■ Texto da página
◇ ◇ ◇

Março é o mês da mulher. No dia 8, é “celebrado” o Dia Internacional da Mulher. Entretanto, com tantas diferenças ao pensar na relação homem-mulher, é questionado o quanto essa data deve ser comemorativa. Com salários mais baixos, mesmo com nível de escolaridade equivalente; com diferentes formas de violência contra a mulher; com assédios e abusos; com tudo que faz um gênero ser opressor (masculino) e um oprimido (feminino), a data é de luta e resistência.

 

 

O Sindicato conversou com a pesquisadora e economista do Dieese Cristina Vieceli. Doutoranda na UFRGS, defendeu a dissertação sobre empregadas domésticas. Em 2017 publicou,ao ledo de outras duas pesquisadoras, o livro Emprego Doméstico no Brasil: Raízes Históricas, Trajetórias e Regulamentação. Estuda mulher no mercado de trabalho desde a graduação.

 

Confira o vídeo e, logo abaixo, a entrevista completa:

 

 

 

 

 

STIMMMEC: As mulheres recebem menos que os homens mesmo com trabalhos equivalentes. A gente tem essa diferença salarial em postos semelhantes ou iguais. Mas, mesmo assim, os homens são mais contratados. Não existe uma preferência por contratar mulheres ainda que você pague menos para elas. Como vocês entendem isso? Por que isso acontece?

 

 

 

Cristina: São várias coisas que estão implícitas, mas tem a ver com o papel da mulher e do homem dentro da sociedade que, por sua vez, tem tudo a ver com os estereótipos de gênero, de como é ser mulher dentro da sociedade. Desde criança, a mulher ganha uma boneca, aprende a cuidar, e, principalmente, tem o papel de cuidadora, casar e ter filhos, enquanto o homem está voltado para o mercado de trabalho. Mesmo que isso tenha mudado muito e a gente tenha uma entrada maciça de mulheres na década de 70 no mercado de trabalho, ainda é muito presente esse papel de cuidadora para a mulher.

 

 

Então a gente vai ter as mulheres com filhos, que irão muitas vezes sair do mercado de trabalho e procurar empregos de meio turno. Isso também decorre do fato de que, no Brasil, a gente tem licença maternidade de seis meses, enquanto a licença paternidade agora mudou para 20 dias (mas só para as empresas que aderem ao programa Empresa Cidadã). Então a presença da mulher no mercado de trabalho é diferente do homem porque a gente não tem recursos sociais, o Estado não provê estes recursos.

◇ ◇ ◇

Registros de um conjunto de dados
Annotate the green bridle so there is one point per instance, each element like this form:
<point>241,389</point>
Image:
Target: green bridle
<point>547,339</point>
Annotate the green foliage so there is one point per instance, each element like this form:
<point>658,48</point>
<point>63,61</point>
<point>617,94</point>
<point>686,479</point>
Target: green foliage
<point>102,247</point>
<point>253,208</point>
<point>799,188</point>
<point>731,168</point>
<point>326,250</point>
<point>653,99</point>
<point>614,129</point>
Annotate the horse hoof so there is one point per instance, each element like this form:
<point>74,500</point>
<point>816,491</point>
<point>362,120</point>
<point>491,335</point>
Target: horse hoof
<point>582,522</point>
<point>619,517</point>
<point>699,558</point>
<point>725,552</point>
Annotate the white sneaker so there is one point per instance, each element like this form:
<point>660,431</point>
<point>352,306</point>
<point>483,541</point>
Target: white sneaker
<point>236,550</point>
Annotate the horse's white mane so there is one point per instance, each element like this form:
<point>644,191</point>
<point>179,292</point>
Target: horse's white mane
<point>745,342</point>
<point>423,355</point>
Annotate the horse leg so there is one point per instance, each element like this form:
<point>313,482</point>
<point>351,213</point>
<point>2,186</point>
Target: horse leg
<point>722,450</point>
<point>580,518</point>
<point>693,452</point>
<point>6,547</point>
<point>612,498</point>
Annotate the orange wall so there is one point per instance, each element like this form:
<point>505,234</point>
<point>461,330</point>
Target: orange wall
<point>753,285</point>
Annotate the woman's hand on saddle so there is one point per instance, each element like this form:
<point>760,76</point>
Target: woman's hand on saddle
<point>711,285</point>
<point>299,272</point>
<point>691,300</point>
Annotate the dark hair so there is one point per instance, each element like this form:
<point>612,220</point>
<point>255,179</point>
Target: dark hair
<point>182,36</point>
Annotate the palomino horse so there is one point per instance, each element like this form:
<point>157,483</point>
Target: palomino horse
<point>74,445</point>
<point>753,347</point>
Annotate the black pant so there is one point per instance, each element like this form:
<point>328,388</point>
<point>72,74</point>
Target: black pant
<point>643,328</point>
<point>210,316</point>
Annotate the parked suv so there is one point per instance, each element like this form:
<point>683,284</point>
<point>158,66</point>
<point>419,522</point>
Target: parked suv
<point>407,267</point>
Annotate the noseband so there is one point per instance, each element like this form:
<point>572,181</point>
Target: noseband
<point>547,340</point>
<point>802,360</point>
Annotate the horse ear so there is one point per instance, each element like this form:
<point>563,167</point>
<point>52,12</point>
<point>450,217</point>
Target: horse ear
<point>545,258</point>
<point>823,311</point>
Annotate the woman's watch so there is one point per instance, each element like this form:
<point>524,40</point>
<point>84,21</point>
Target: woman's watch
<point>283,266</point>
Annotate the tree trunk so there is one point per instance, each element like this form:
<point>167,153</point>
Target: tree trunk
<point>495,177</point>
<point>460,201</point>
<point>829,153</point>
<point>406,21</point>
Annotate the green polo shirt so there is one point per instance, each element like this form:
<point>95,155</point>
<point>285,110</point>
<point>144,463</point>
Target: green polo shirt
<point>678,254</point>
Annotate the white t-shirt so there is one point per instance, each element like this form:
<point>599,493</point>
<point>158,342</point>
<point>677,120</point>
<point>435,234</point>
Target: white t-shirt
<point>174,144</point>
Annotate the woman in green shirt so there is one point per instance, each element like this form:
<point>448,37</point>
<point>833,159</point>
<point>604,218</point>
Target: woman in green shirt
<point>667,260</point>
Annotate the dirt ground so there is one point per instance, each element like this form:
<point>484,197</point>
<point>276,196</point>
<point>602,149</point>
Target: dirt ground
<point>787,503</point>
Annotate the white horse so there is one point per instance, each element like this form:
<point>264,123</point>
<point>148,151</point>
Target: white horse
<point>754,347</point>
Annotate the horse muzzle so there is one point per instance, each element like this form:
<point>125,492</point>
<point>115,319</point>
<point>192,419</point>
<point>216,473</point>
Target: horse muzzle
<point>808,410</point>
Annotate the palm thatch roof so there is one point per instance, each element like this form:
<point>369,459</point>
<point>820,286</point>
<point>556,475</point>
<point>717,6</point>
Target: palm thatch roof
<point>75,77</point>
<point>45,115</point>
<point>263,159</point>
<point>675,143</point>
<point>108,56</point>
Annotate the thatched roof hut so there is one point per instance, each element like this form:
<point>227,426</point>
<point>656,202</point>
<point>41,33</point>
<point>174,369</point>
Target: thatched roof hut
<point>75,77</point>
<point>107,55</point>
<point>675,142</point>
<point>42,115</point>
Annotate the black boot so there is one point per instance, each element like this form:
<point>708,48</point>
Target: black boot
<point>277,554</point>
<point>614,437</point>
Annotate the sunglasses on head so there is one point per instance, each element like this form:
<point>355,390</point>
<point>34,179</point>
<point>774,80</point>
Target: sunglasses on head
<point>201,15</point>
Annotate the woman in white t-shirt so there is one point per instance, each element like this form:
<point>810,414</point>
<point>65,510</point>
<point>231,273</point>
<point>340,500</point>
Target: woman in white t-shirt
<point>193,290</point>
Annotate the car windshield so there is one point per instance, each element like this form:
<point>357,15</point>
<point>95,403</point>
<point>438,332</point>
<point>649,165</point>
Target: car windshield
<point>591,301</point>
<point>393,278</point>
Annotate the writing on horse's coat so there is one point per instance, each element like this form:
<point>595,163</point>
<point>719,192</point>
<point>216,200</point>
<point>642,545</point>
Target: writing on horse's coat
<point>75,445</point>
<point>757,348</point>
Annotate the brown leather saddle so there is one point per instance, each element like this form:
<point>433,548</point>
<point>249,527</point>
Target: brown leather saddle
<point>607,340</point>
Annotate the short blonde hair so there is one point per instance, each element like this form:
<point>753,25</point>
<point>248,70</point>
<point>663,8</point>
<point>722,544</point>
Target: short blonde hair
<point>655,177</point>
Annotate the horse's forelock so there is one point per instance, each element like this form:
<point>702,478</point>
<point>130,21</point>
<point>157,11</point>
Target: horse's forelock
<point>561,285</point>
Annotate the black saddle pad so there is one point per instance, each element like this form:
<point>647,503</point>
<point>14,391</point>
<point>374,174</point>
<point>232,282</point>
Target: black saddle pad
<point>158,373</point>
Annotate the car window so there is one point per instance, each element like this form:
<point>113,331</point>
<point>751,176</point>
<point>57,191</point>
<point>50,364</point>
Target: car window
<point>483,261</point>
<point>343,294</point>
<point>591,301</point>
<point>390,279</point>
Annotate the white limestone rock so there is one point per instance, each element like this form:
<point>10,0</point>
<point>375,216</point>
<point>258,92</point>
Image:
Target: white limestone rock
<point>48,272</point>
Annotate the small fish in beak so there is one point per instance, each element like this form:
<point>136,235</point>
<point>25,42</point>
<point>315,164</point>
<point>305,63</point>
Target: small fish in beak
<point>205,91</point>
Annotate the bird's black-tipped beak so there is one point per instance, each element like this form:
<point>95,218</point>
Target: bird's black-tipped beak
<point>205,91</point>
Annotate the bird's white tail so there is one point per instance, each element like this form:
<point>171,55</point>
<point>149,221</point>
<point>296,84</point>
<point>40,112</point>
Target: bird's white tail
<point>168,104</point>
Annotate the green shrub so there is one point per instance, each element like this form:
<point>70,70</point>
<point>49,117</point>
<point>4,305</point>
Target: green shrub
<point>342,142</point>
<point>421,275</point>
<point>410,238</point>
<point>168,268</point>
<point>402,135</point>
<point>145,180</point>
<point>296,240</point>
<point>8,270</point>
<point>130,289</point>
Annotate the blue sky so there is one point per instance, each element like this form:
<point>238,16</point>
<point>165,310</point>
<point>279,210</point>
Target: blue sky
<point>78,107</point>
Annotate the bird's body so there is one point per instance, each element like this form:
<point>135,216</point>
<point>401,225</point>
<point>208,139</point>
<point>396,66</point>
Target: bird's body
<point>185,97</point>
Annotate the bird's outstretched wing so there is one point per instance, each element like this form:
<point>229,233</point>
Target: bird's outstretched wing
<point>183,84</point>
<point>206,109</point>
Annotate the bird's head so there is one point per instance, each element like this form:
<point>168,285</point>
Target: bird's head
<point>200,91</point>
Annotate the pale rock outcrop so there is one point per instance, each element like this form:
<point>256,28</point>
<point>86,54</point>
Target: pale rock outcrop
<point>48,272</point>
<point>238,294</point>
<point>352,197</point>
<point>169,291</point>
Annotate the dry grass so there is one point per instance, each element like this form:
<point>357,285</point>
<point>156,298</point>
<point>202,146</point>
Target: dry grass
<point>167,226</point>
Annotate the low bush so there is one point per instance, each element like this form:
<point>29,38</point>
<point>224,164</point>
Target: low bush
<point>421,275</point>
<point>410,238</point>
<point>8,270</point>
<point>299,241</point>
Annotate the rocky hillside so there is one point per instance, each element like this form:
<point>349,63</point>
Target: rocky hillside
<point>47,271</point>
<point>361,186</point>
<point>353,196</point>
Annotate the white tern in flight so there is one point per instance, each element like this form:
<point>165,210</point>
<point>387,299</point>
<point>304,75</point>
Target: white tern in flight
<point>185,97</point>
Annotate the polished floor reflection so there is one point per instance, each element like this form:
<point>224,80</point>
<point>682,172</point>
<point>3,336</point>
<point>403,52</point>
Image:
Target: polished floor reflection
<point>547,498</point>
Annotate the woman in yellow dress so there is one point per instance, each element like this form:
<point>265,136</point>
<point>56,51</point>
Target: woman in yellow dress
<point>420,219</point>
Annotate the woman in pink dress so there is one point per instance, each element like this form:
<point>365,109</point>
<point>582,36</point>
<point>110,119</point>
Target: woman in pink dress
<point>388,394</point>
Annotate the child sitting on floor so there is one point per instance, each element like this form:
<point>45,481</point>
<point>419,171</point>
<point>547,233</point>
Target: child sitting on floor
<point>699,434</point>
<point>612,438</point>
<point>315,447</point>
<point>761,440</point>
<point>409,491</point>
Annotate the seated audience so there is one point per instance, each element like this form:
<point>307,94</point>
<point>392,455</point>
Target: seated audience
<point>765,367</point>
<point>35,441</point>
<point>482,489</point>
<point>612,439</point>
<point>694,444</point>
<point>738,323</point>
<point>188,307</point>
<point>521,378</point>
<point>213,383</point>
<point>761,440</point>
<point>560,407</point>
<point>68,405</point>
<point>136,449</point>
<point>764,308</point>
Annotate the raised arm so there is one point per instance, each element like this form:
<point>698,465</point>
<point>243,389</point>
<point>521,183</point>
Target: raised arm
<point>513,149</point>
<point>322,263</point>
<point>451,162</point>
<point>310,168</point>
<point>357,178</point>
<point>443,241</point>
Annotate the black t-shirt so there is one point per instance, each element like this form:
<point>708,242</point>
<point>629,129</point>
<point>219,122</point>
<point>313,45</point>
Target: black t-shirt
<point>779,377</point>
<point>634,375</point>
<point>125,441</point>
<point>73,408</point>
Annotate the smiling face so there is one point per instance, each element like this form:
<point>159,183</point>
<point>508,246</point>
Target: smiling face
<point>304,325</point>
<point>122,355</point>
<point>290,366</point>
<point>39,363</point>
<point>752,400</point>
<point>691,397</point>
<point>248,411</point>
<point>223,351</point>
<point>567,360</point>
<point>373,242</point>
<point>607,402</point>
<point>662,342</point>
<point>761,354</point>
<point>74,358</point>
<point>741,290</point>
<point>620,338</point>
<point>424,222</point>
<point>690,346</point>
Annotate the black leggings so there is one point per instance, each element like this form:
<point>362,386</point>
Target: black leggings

◇ ◇ ◇

■ Problema curto
Retome a entrevista sobre a mulher no mercado de trabalho logo após a última frase apresentada. Os dados não são necessários para esta tarefa.

■ Resposta escrita
Como escolas públicas de educação infantil têm um déficit enorme, muitas vezes é preciso colocar no setor privado, mas mesmo assim a mulher tem esse papel dos afazeres domésticos. Saiu uma pesquisa recentemente pelo IBGE – que faz essa pesquisa desde 2012, mas atualmente mudaram a metodologia – e o tempo que a mulher destina pra afazeres domésticos é o dobro do tempo que os homens destinam. Então mesmo que as mulheres têm se ocupado no mercado de trabalho, a questão da dupla jornada recai muito mais sobre a mulher.

 

 

As jornadas femininas totais chegam à 54h semanais e a dos homens à 51h semanais totais, se a gente for somar tanto os afazeres domésticos quanto os voltados para o mercado de trabalho. Então a gente vai ter uma escassez de tempo para a mulher se cuidar ou fazer atividades de lazer, isso é uma questão determinante. Em relação aos salários, têm várias questões, porque a mulher tem o peso para cuidar dos filhos e tem toda a questão do preconceito de gênero.

 

 

Tem uma coisa que as feministas chamam de “teto de vidro”, que são os impedimentos para a mulher chegar aos postos de poder e de liderança, e, mesmo chegando nesses postos, elas não têm os mesmos salários. Se a gente for pegar os dados sobre escolaridade e remuneração, a gente vai ver que as maiores diferenças salariais estão em níveis superiores. A gente tem uma diferença de salários entre homens e mulheres de 36% em mulheres com escolaridade superior. Em relação às mulheres de menor escolaridade e homens, 17% no último dado da FENAD. É uma coisa transversal, a diferença de gênero acontece em todas as camadas sociais. E isso está muito relacionado com esse papel que a gente tem que ainda está muito definido dentro da esfera doméstica.

 

 

STIMMMEC: Outra questão é a força. Uma das questões de você não igualar homens e mulheres – não igualar, mas conceder direitos iguais ou pensar em questões iguais – é a questão da força. O homem tem esse histórico de patriarcado porque no imaginário ele é mais forte, superior. E isso dentro da categoria metalúrgica também é muito forte. O que a gente pode falar sobre isso? Como a gente desmitifica? É real? Isso realmente é uma limitação ou é só um imaginário? E me parece que quando você passa trabalho, usa de força, aí é que legitima. Parece que passar trabalho é que legitima o que você ganha ou o que você é. Tudo que vem muito fácil, coisas delicadas “de mulheres”, parece que não tem valor nenhum na sociedade. Como é que a gente desmitifica isso? E como tu vês isso no trabalho?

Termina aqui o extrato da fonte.